## Exercises
- a) In the laminitis text, which feet does the condition most commonly afflict?
- b) Decide whether each statement agrees with the laminitis text. Answer yes or no, and quote the deciding words.
(i) Laminitis affects only ponies.
(ii) Overweight horses are especially prone to developing laminitis.
(iii) Fast work on soft ground can cause laminitis.
- c) Print the part of the laminitis text that opens with the words containing "Other factors that" and closes with "as a side-effect.".

## Text block
Spring is on the way. The fields are already beginning to green-up and horses that have spent the winter indoors will soon be turned out. Abundant grazing is welcomed by most horse owners and their equines, but for some it can spell big trouble. Laminitis has long been associated with the emergence of spring grass. The condition affects all types of horses and ponies, and most commonly afflicts the front feet.
Laminitis is a painful condition affecting the sensitive laminae within the horse’s foot. Inflammation and swelling of the tissues within the hoof interrupts the blood supply and the tissues are deprived of oxygen and nutrients. Cells become damaged and in advanced cases, the laminae actually die.
In severe cases of laminitis, the weight-bearing pedal bone within the hoof sinks and rotates. If the condition is left unchecked, the pedal bone may actually pierce the sole at which point humane destruction is usually the kindest option.
Overweight horses are especially prone to developing laminitis. Excesses of sugar-rich spring grass or too much soluble carbohydrate in a horse’s diet can overload the digestive system. Carb-rich starchy material is passed directly through to the hindgut to be broken down by bacteria. Acidic conditions result which kill off the bacteria that process fibre. These dead bacteria break down, releasing toxins into the horse’s gut as they do so. Once the toxins enter the bloodstream, they kick off a response within the horse’s physiology that impacts on the blood flow. If this disruption affects the horse’s feet, laminitis can develop.
Other factors that can trigger attacks of laminitis include stress, foaling, and changes to the horse’s routine or environment. Sometimes a bacterial infection can trigger a stress response that results in a bout of laminitis. Fast work on hard ground resulting in concussion can also cause laminitis. Cushing’s disease in elderly ponies also has laminitis as a side-effect.
- Marked lameness and reluctance to move
- A strong digital pulse in the foot
- Leaning backwards to relieve painful pressure on the front feet
- Walking on the heels first to try to relieve pressure on the front
- Mild colic
Horses that suffer with chronic laminitis will often have growth rings around the hoof wall. The white line will appear wider than normal and the horse may have an unusually cresty topline.

## Entries provided
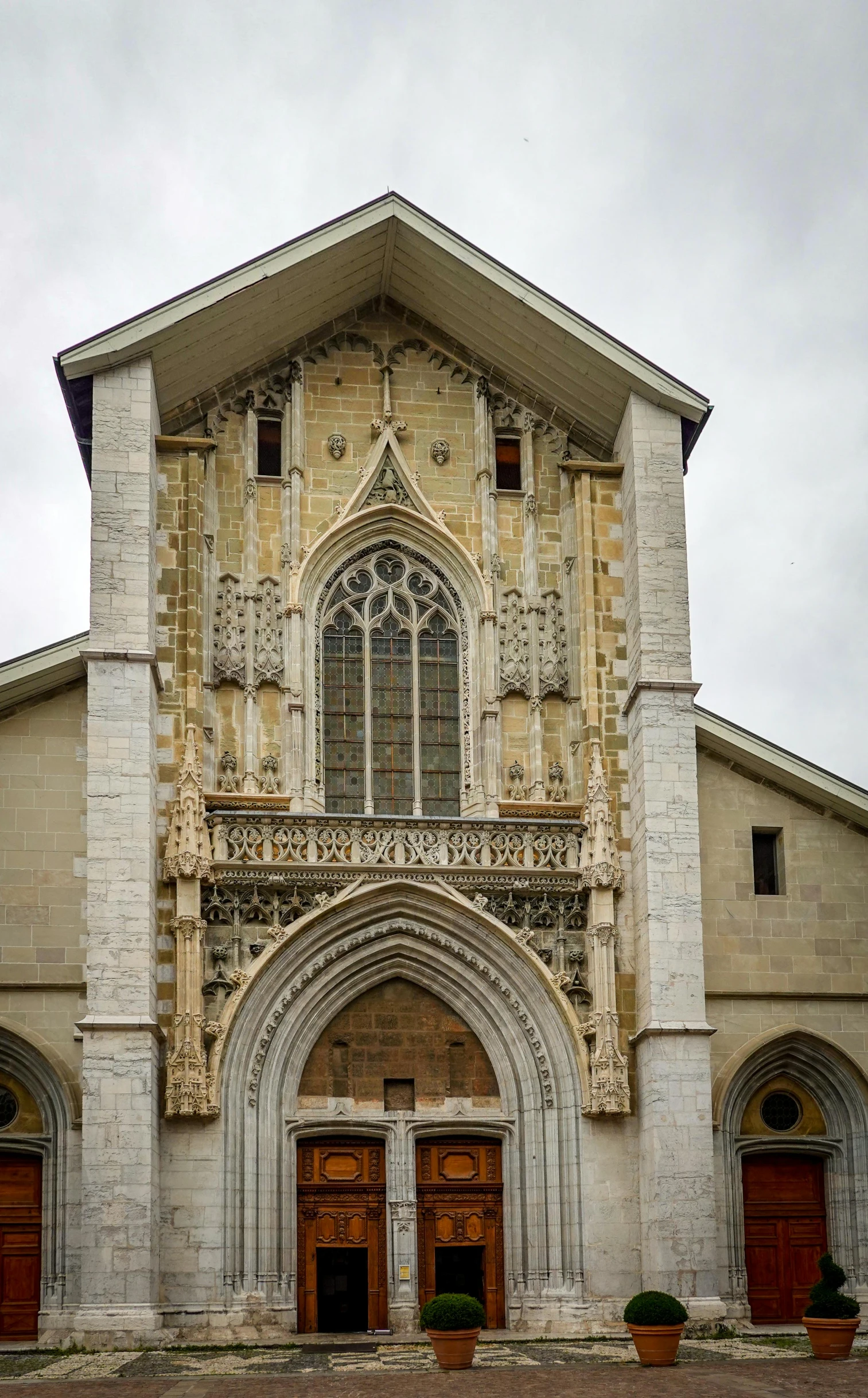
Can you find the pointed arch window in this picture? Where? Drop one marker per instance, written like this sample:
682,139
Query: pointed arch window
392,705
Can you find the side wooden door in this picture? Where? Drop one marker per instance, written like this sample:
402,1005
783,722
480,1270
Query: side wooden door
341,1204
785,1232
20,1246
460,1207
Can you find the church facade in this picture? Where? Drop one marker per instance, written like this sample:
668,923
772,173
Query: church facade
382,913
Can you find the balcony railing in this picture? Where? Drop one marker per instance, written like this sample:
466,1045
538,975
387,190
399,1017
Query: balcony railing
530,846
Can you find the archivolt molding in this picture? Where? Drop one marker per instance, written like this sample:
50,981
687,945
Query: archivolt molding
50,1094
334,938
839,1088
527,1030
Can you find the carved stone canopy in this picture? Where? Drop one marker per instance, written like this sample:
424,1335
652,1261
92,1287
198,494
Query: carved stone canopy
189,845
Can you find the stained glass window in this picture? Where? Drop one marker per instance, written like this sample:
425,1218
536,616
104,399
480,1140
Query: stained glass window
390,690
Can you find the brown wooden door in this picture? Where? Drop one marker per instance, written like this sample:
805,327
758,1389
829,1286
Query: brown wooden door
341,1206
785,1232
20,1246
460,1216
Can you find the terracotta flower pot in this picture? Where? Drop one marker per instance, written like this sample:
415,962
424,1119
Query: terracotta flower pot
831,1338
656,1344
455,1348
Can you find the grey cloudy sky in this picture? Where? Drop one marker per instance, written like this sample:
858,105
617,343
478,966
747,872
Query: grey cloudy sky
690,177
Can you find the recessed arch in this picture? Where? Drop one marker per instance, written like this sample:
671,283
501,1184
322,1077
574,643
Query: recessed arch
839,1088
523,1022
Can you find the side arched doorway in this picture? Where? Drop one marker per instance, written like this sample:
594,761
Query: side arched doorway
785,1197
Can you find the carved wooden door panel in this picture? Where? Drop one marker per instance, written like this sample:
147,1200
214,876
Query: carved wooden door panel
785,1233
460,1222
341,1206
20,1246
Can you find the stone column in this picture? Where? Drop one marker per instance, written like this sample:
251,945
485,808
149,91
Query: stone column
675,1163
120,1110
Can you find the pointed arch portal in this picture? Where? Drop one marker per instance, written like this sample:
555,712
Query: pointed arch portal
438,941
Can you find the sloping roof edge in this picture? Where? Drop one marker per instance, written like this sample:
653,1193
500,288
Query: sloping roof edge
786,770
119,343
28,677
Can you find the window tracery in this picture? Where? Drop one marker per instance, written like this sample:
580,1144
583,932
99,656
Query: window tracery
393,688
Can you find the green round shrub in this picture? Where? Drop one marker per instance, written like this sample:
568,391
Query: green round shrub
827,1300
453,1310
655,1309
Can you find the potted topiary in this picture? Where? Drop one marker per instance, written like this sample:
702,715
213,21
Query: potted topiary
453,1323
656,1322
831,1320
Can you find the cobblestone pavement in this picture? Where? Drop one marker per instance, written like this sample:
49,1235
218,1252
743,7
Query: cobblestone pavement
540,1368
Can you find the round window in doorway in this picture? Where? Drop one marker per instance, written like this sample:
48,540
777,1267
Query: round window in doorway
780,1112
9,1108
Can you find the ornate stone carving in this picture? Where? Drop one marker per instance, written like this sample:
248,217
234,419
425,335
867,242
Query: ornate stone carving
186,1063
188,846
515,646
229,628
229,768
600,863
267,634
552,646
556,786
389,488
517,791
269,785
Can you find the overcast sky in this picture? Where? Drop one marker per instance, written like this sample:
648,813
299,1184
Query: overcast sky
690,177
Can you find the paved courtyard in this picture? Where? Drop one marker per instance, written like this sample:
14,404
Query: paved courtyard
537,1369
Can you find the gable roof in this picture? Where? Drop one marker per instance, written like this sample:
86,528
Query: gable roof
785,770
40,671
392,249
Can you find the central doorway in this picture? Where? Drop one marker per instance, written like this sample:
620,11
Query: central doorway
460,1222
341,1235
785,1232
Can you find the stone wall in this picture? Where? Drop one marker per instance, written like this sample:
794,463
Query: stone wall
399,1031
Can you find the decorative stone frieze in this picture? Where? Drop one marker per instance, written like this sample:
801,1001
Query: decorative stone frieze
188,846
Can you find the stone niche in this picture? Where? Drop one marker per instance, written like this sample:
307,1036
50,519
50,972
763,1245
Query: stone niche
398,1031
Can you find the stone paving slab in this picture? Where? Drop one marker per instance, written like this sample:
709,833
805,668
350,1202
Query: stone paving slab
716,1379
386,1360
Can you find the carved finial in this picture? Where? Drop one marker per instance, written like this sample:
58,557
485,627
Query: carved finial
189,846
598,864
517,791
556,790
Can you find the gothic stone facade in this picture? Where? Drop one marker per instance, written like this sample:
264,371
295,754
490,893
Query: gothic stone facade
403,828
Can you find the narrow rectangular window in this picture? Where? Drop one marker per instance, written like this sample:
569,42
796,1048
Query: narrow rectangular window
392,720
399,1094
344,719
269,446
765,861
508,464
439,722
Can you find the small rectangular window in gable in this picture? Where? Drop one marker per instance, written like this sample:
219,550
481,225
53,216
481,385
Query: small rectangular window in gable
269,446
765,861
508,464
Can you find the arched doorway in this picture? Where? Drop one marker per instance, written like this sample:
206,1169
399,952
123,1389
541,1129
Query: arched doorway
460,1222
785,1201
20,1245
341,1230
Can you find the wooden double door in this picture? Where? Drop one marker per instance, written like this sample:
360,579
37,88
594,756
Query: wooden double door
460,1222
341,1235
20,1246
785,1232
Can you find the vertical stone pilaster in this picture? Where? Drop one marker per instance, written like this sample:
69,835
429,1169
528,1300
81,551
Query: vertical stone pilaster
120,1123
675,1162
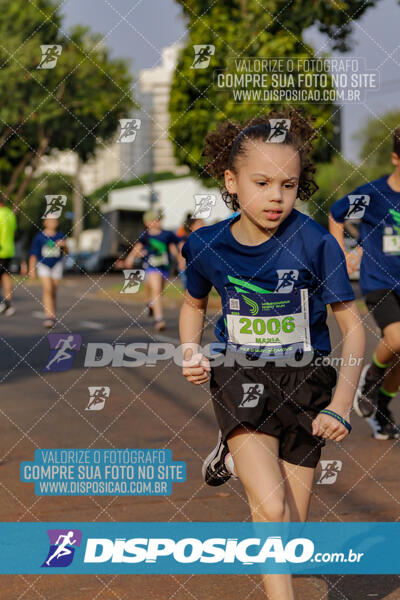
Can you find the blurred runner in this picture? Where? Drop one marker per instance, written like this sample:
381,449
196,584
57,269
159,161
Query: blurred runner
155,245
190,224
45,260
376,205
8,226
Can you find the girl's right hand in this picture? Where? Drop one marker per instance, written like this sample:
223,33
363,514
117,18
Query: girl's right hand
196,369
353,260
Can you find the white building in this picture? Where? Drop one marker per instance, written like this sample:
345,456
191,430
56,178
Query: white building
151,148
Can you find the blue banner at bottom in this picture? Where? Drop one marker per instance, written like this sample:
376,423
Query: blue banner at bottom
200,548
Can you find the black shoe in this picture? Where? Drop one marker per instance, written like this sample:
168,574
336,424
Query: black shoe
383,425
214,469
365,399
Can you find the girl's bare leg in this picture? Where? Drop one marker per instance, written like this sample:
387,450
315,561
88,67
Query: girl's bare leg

## Answers by item
- a) The front feet.

- b)
(i) No: "The condition affects all types of horses and ponies"
(ii) Yes: "Overweight horses are especially prone to developing laminitis."
(iii) No: "Fast work on hard ground resulting in concussion can also cause laminitis."

- c)
Other factors that can trigger attacks of laminitis include stress, foaling, and changes to the horse’s routine or environment. Sometimes a bacterial infection can trigger a stress response that results in a bout of laminitis. Fast work on hard ground resulting in concussion can also cause laminitis. Cushing’s disease in elderly ponies also has laminitis as a side-effect.